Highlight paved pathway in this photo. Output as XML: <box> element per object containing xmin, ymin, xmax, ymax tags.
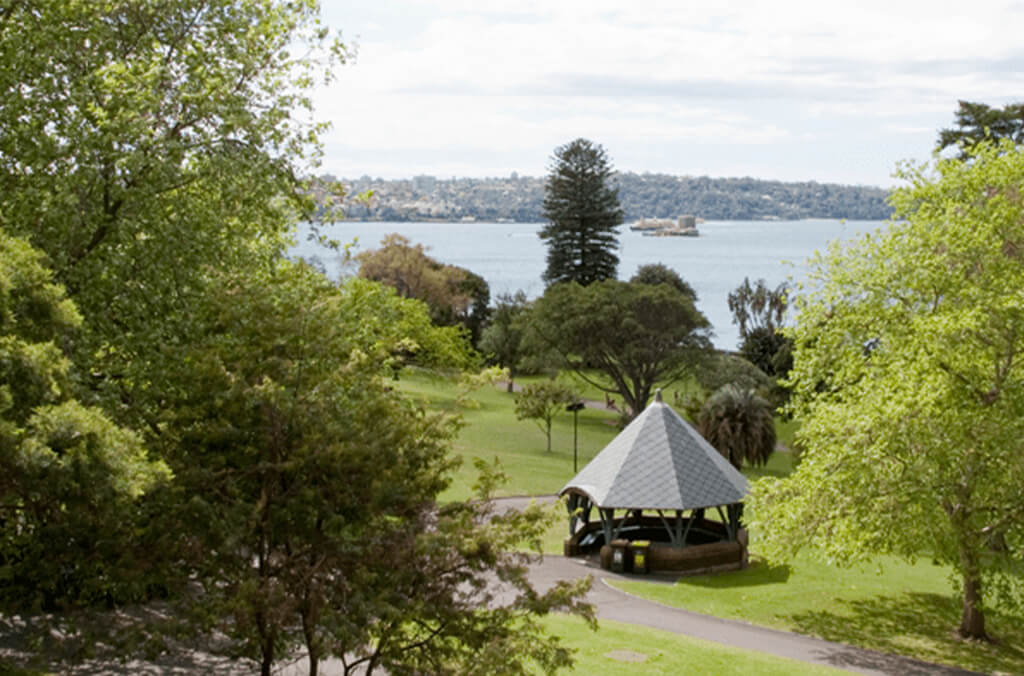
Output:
<box><xmin>496</xmin><ymin>496</ymin><xmax>974</xmax><ymax>676</ymax></box>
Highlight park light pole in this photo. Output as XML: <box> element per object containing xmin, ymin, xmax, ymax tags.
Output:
<box><xmin>565</xmin><ymin>399</ymin><xmax>585</xmax><ymax>474</ymax></box>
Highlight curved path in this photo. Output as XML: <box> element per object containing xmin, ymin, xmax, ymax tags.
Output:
<box><xmin>495</xmin><ymin>496</ymin><xmax>975</xmax><ymax>676</ymax></box>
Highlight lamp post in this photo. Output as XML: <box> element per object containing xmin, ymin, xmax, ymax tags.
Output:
<box><xmin>565</xmin><ymin>402</ymin><xmax>586</xmax><ymax>474</ymax></box>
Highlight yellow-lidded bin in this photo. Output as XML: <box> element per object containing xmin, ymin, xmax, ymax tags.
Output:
<box><xmin>632</xmin><ymin>540</ymin><xmax>650</xmax><ymax>575</ymax></box>
<box><xmin>609</xmin><ymin>540</ymin><xmax>632</xmax><ymax>573</ymax></box>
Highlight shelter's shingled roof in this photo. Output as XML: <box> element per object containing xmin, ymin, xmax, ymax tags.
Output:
<box><xmin>559</xmin><ymin>394</ymin><xmax>750</xmax><ymax>509</ymax></box>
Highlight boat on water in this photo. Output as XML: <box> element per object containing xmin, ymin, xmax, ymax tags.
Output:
<box><xmin>630</xmin><ymin>214</ymin><xmax>702</xmax><ymax>237</ymax></box>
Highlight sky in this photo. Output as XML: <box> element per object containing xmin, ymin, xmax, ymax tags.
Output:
<box><xmin>314</xmin><ymin>0</ymin><xmax>1024</xmax><ymax>187</ymax></box>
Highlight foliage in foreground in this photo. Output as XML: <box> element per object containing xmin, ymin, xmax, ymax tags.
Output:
<box><xmin>153</xmin><ymin>262</ymin><xmax>590</xmax><ymax>674</ymax></box>
<box><xmin>753</xmin><ymin>143</ymin><xmax>1024</xmax><ymax>638</ymax></box>
<box><xmin>0</xmin><ymin>228</ymin><xmax>170</xmax><ymax>615</ymax></box>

STATED EXERCISE.
Can you reproduce every row above word for word, leaving out the picture?

EXPECTED OUTPUT.
Highlight paved pathway in this photo. Output as XML: <box> element per object containing xmin, ymin, xmax, ymax tags.
Output:
<box><xmin>496</xmin><ymin>496</ymin><xmax>974</xmax><ymax>676</ymax></box>
Highlight park light pole in this photo. Output as XML: <box> element per object containing xmin, ymin, xmax, ymax tags.
Output:
<box><xmin>565</xmin><ymin>399</ymin><xmax>585</xmax><ymax>474</ymax></box>
Highlight curved path in this photo. Output as XML: <box> element per object containing xmin, ymin, xmax, ymax tags.
Output:
<box><xmin>495</xmin><ymin>496</ymin><xmax>975</xmax><ymax>676</ymax></box>
Highlight lamp post in this photo. Output as XML: <box> element per object containing xmin, ymin, xmax, ymax tags.
Output:
<box><xmin>565</xmin><ymin>402</ymin><xmax>586</xmax><ymax>474</ymax></box>
Highlight yellow-lidded bin in this photo. Output as XML: <box> element per object containing xmin, ymin, xmax, ymax tags.
Output:
<box><xmin>632</xmin><ymin>540</ymin><xmax>650</xmax><ymax>575</ymax></box>
<box><xmin>609</xmin><ymin>540</ymin><xmax>632</xmax><ymax>573</ymax></box>
Highlight shelter's shingled roof in this photo. Output as XML: <box> element per object containing xmin, ymin, xmax, ymax tags.
Output:
<box><xmin>559</xmin><ymin>394</ymin><xmax>750</xmax><ymax>509</ymax></box>
Highlight boat on water in this photo. Output as XML: <box> element per object containing xmin, ymin, xmax, ymax tags.
Output:
<box><xmin>630</xmin><ymin>214</ymin><xmax>702</xmax><ymax>237</ymax></box>
Highlight sky in this photo. Output as XML: <box> element per object containing xmin, ymin, xmax, ymax tags.
Output:
<box><xmin>314</xmin><ymin>0</ymin><xmax>1024</xmax><ymax>187</ymax></box>
Highlight foliage in foreground in this photo. Output as XML: <box> element per object containing xmin, ymin, xmax, ymax tags.
Output:
<box><xmin>153</xmin><ymin>262</ymin><xmax>590</xmax><ymax>674</ymax></box>
<box><xmin>753</xmin><ymin>143</ymin><xmax>1024</xmax><ymax>638</ymax></box>
<box><xmin>0</xmin><ymin>228</ymin><xmax>170</xmax><ymax>615</ymax></box>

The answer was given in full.